_Your objective_:
Continue the account of the 1918 influenza deaths in Athy, picking up right after its last sentence.

_Passage to read_:

The first significant number of burials in St.
Michael’s Cemetery on the same day occurred on 30th October 1918. On the next day seven coffins were brought to
the local cemetery. On 2nd November
three funerals took place and everyday thereafter until 28th
November there were multiple burials in St. Michael’s Cemetery. Between 30th October and 28th
November 1918, 57 internments took place in St. Michael’s Cemetery which was
the principal cemetery for the town.
Burials may also have taken place during this period in St. Mary’s,
Ardreigh Cemetery, St. John’s or in Geraldine Cemetery. However, I have not been able to access the
records for these cemeteries.
Looking through the names of those who died I
was struck by the number of young children who succumbed to the dreaded
influenza. Three families suffered
multiple losses, the greatest loss falling to the Blanchfield family of
Leinster Street. On 9th
November 4½ year old Andrew Blanchfield died, to be followed two days later by
his brothers George, aged 7 years and Edward, aged 3 years. They were the children of John and Catherine
Blanchfield. John died aged 49 years,
less than 4 years after his 3 children, while his widow Catherine lived on into
her 96th year before passing away in 1970. On John Blanchfield’s tombstone in St.
Michael’s Cemetery there is inscribed after the details of his early death on
28th June 1922 the words, “also
his five children who died young”.
Another family to suffer the deaths of young
children during the influenza epidemic of 1918 were the Eston family of Meeting
Lane. Patrick Eston was the father of
Mary, aged 1½ years and Ellen, aged 3 years, both of whom died on 13th
November 1918. Unfortunately I don’t
have any further details to hand of the Eston family who suffered so tragically
during the flu epidemic.
The May family of Leinster Street lost two
children during the epidemic. Eileen
May, just 5 months old, died on 16th November, while her sister
Sarah, known as Sally, aged 1½ years died on 7th December. They were the children of Sarah May who lived
until 1949 and James or Jim May who had died in a tragic accident earlier in
1918. Jim was a carpenter who when
working on the Christian Brothers School in St. John’s Lane fell from a ladder
and died from the injuries he sustained in that fall. He was a member of the local Sinn Fein Club
and the press reports of his funeral indicated that the Sinn Fein club members
attended his funeral in great numbers, while the Leinster Street band played
the Dead March. Jim had been a member of the very first Athy
Gaelic Football Club team to win a Kildare county championship. The Athy team won the junior final played in
Kilcullen on 14th September 1909 under the captaincy of “Jack” Lawler. The winners medals were not presented until
1927 when a medal presentation ceremony was held in the Urban District Council
offices in the Town Hall. Jim’s son Tom
received his late father’s medal on that occasion.

Records taken from a dataset:
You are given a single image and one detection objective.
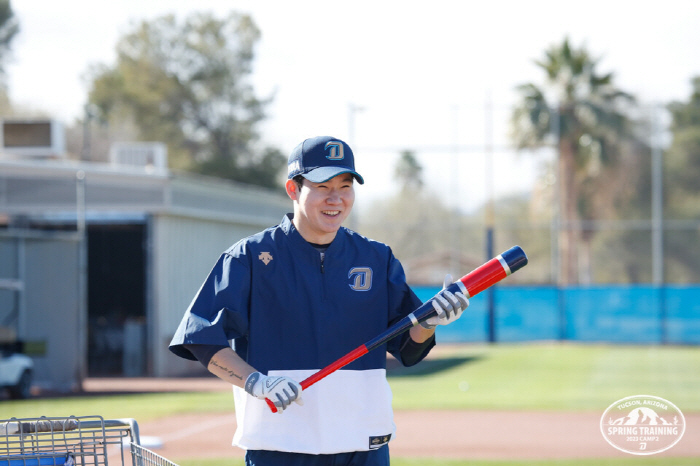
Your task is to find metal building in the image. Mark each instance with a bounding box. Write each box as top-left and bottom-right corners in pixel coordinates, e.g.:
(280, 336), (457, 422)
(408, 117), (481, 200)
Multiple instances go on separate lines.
(0, 137), (291, 390)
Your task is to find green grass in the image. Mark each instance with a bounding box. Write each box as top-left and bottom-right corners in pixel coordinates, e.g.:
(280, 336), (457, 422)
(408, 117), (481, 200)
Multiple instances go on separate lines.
(0, 390), (233, 423)
(5, 343), (700, 422)
(178, 455), (698, 466)
(0, 343), (700, 466)
(389, 343), (700, 412)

_Answer to the problem_:
Another family whom I knew well in Offaly Street
lost a five year old child during the flu epidemic. He died on 10th November 1918 and
tragedy would befall the same family again during the health crisis of the
1940’s and ‘50’s when the White Death or Tuberculosis was rampant throughout
Ireland.
The current health services in this country have
been the subject of much criticism in recent years, what with patients on
trolleys, MRSA in hospitals and waiting lists for admission to hospital for
elective surgery. The huge unexpected
increase in the Irish population which followed decades of mass emigration,
coupled with the longevity enjoyed by so many today, has put a huge strain on
our medical services. However, viewed
against the tragic events of post World War 1 Ireland when the flu epidemic
resulted in more deaths in a few months than had occurred during the four years
of the Great War we have to acknowledge the great strides which have been taken
in the provision of health services in this country and elsewhere.
The tragic loss of life during the flu epidemic
of the latter part of 1918 now seems so far removed from 21st
century Ireland. Yet today we still live
amongst neighbours whose brothers and sisters, uncles or aunts died so
tragically and so young 85 years ago.